Stated goal → All of the data must be printed exactly; please include every line.

Dataset rows →
******

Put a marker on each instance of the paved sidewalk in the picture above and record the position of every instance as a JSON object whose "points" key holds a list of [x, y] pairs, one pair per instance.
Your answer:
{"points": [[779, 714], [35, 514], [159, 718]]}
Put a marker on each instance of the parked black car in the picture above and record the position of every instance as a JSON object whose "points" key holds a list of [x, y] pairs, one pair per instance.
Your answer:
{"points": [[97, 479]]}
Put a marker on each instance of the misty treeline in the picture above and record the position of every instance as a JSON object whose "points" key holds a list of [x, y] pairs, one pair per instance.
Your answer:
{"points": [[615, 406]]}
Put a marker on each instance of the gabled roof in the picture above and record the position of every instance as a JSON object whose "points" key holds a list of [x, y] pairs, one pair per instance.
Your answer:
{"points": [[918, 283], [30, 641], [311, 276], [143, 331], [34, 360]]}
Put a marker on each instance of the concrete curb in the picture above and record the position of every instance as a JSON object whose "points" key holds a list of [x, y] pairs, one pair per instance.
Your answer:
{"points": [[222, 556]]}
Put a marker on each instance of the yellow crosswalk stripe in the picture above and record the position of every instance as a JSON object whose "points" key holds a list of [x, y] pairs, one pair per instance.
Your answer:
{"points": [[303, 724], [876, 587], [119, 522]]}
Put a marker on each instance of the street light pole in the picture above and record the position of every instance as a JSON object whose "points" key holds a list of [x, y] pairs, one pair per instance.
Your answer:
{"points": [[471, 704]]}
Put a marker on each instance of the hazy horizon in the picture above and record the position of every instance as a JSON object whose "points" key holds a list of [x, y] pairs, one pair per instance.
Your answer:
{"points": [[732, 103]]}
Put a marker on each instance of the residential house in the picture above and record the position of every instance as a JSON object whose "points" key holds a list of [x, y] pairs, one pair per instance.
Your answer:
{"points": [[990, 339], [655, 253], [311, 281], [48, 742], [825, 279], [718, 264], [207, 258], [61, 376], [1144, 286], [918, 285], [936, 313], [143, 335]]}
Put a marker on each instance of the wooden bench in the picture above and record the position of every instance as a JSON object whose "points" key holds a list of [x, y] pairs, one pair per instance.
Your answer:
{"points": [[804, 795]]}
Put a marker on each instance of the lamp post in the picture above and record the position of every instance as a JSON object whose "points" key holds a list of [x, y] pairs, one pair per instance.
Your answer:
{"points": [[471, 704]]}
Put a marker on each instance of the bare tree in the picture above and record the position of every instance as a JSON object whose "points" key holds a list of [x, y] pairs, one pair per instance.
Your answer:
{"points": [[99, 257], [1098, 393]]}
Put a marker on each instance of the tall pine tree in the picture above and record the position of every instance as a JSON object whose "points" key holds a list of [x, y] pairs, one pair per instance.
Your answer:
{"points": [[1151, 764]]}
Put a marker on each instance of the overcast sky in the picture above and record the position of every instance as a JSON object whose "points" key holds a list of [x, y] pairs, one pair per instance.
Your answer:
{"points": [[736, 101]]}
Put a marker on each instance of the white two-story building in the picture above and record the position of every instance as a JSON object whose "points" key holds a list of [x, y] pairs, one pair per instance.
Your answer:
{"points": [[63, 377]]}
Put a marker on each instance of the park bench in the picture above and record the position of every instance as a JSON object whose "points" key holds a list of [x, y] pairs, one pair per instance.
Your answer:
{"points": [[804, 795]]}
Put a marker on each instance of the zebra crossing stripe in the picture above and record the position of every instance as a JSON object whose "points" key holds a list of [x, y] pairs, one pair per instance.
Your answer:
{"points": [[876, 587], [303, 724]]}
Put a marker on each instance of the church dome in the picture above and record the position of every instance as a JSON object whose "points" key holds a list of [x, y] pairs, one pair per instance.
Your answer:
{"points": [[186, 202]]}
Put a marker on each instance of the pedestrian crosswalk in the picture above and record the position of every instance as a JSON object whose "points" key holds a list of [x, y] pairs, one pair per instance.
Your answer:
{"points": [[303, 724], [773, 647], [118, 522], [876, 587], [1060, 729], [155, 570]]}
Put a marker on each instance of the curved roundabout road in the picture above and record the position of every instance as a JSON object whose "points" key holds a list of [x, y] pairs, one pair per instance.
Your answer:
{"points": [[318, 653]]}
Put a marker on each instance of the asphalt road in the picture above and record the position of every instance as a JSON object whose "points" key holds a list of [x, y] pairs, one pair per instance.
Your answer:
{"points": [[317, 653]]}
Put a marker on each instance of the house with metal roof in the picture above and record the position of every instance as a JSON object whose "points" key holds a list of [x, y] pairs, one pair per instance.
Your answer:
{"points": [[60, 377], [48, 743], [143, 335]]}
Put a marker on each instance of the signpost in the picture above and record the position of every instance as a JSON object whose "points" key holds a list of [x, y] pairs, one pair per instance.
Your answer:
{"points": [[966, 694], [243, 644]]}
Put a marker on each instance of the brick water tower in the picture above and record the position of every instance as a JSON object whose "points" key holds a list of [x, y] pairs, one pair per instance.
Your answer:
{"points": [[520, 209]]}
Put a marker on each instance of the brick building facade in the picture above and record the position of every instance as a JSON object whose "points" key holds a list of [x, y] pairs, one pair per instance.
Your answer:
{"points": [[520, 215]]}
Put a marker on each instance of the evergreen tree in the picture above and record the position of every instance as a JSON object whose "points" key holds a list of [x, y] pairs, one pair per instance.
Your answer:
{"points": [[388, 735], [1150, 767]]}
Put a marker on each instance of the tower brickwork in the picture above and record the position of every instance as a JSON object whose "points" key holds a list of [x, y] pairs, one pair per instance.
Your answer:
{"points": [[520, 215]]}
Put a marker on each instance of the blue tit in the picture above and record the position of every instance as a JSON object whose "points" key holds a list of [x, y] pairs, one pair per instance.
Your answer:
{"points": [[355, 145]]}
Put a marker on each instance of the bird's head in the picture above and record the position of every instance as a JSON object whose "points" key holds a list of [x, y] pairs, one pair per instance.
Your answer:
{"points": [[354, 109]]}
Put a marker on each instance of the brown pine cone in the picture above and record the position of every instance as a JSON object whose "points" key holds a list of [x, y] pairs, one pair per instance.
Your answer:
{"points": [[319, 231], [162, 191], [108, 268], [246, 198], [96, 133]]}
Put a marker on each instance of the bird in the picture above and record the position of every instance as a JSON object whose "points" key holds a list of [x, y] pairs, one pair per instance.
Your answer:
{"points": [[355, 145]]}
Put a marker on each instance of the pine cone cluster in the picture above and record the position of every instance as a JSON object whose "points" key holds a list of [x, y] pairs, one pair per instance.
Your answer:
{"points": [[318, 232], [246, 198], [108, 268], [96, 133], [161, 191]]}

******

Task solution →
Put a marker on each instance of the paved sidewalk in the picture above and record the position of every instance as a JSON object whose "points" key holds a list of [x, y] pairs, one pair per instance.
Your answer:
{"points": [[779, 714], [35, 514], [159, 718]]}
Put a marker on each instance of the parked black car in the picture above and record the position of every instance as a JSON object whose "points" key holds a list of [x, y] pairs, one pair per instance.
Your answer:
{"points": [[97, 479]]}
Put a marker on each instance of the misty treeline in the picture above and record the position of every instance as a JSON object whose "points" key holds a list of [x, y] pairs, one pair per instance.
Your answer:
{"points": [[615, 406]]}
Put a marker on each instance of the gabled roof in the picture above and record the position of every instance as a JSON object whose "points" key holds a list of [x, y] pairs, one pair per instance.
Your answer:
{"points": [[918, 283], [30, 641], [311, 276], [143, 331], [34, 360]]}
Put a marker on each instance of the concrete curb in the picture above and record the position of every instance as a JSON object whose "points" key holds a list of [x, y] pairs, one pair per instance.
Your answer:
{"points": [[222, 556]]}
Put a marker on each instance of the yellow crosswalk stripe in the picture above and record the position of every instance as a JSON object whose "points" key holds a list of [x, y] pairs, one pair per instance.
Your answer:
{"points": [[303, 724], [876, 587], [119, 522]]}
Put a marker on each instance of the street light pole in the picture above and record the position of every instance as a JSON object whose "points" key holds a list of [x, y] pairs, one pair per instance.
Your answer:
{"points": [[471, 704]]}
Put a marker on each instance of the hazy horizon in the picture above and record the position of every instance as a JSON object whose "points" key holds a list of [x, y] pairs, one pair per instance.
Your answer:
{"points": [[732, 103]]}
Put a marker on each instance of the residential house in the picture above and record the position of every instance as a JSON object whose "points" key holds a list of [x, y] pairs, one pair per instance.
Your answer:
{"points": [[990, 339], [655, 253], [311, 281], [48, 742], [825, 279], [718, 264], [207, 258], [61, 376], [1144, 286], [918, 285], [936, 313], [143, 335]]}
Put a marker on each instance of the wooden bench in the picture above and record the position of every instance as a JSON object whose "points" key holds a list of [x, y] pairs, one pair per instance.
Your answer:
{"points": [[804, 795]]}
Put a marker on each instance of the lamp post in the picture above and record the position of every instance as a JSON object whose "points" key holds a list of [x, y] pairs, one pair per instance.
Your answer:
{"points": [[471, 704]]}
Put a marker on each instance of the bare tree in the picture above and record the position of every instance as a JSON object whose "points" key holds a list of [x, y] pairs, one pair per instance.
Your answer:
{"points": [[99, 257], [1098, 393]]}
Put a marker on each instance of the tall pine tree in the picture above and record the position of every instance as a JSON object whose "points" key holds a list of [x, y] pairs, one pair per instance.
Your answer:
{"points": [[1151, 764]]}
Put a marker on each instance of the overcast sky in the picture above and record the position of every instance as a JSON object whose "points" key holds a list of [x, y] pairs, one pair per instance.
Your answer:
{"points": [[736, 101]]}
Put a marker on each instance of the white two-story building in the picture above and record the position of every instance as a JSON object whose "points" key holds a list of [x, y] pairs, one pair per instance.
Your answer:
{"points": [[63, 377]]}
Put a marker on each instance of the park bench in the picture above and record the position of every instance as a JSON object whose "points" key holds a list of [x, y] pairs, one pair per instance.
Your answer:
{"points": [[804, 795]]}
Put a marker on each instance of the zebra crossing stripe in the picture above and record the position of every instance as a JSON object whose "points" key holds a list of [x, y] pairs, one pair per instance.
Your answer:
{"points": [[876, 587], [303, 724]]}
Put a marker on each instance of the church dome in the picture above and record the position of every instance as a JSON object whose "points" key holds a list of [x, y] pairs, one pair per instance.
Your answer:
{"points": [[186, 202]]}
Put a marker on each instance of the pedestrian crosswalk in the picture above and record the position of every instance as a JSON object whose "points" key holds a list of [x, y] pairs, one pair per instance.
Your answer:
{"points": [[303, 724], [773, 647], [118, 522], [876, 587], [1060, 729], [155, 570]]}
Put a marker on each instance of the curved roundabout road in the picture above and record the position of every instance as a JSON object whose "points" key holds a list of [x, y] pairs, one pair per instance.
Your answer:
{"points": [[318, 653]]}
Put a marker on each instance of the asphalt road in the picture above and record the position of every instance as a JSON object whose "points" key holds a list of [x, y] pairs, one pair per instance.
Your answer:
{"points": [[317, 653]]}
Put a marker on each instance of the house with metal roof in the picture above and record the position of every instance as a JSON object whose "points" key holds a list of [x, y] pairs, one pair per instance.
Your answer:
{"points": [[60, 377], [48, 743], [143, 335]]}
Put a marker on each instance of the signpost in the picture above and record the position of every instance as a JSON object whose "points" key holds a list of [x, y] pairs, one pair per instance.
Your answer:
{"points": [[966, 694], [243, 644]]}
Put a marker on each instance of the brick water tower in the picture above and record the position of every instance as a JSON object whose "points" key holds a list of [x, y] pairs, one pair per instance.
Your answer:
{"points": [[520, 209]]}
Put a marker on each instance of the brick building facade in the picture above and record the position of every instance as a JSON object whose "points" key holds a list of [x, y] pairs, one pair per instance.
Your answer:
{"points": [[520, 215]]}
Put a marker on each instance of the evergreen tree in the picture above and record the position of every instance as a JSON object whose "points" key holds a list of [x, y] pairs, one pair per instance.
Your answer:
{"points": [[388, 735], [1150, 767]]}
Put a marker on each instance of the tower brickwork in the picture above and record the position of every instance as a JSON object whose "points" key holds a list of [x, y] pairs, one pair per instance.
Your answer:
{"points": [[520, 215]]}
Put a marker on each instance of the blue tit in the picture above and record the position of every instance as a JSON object whose "points" key holds a list of [x, y] pairs, one pair per instance.
Your answer:
{"points": [[355, 145]]}
Put a marker on each instance of the bird's head in the picture above and record the position of every instance as a JSON object whose "points" key holds a list of [x, y] pairs, one pair per instance.
Your answer:
{"points": [[354, 109]]}
Put a marker on each instance of the brown pine cone in the picture above and record the position of every instance as a JSON object whose "points" key holds a list of [x, y] pairs, one pair per instance.
Your answer:
{"points": [[319, 231], [162, 191], [108, 268], [246, 198], [96, 133]]}
Put a marker on each instance of the bird in the picture above and record the position of every instance as a JSON object whose "points" key holds a list of [x, y] pairs, one pair per instance.
Your answer:
{"points": [[355, 145]]}
Put a marker on each instance of the pine cone cluster in the picture above and record the position of every instance as a JSON object whose "points" key holds a list of [x, y] pairs, one pair per instance.
Your answer:
{"points": [[318, 232], [246, 198], [108, 268], [96, 133], [161, 191]]}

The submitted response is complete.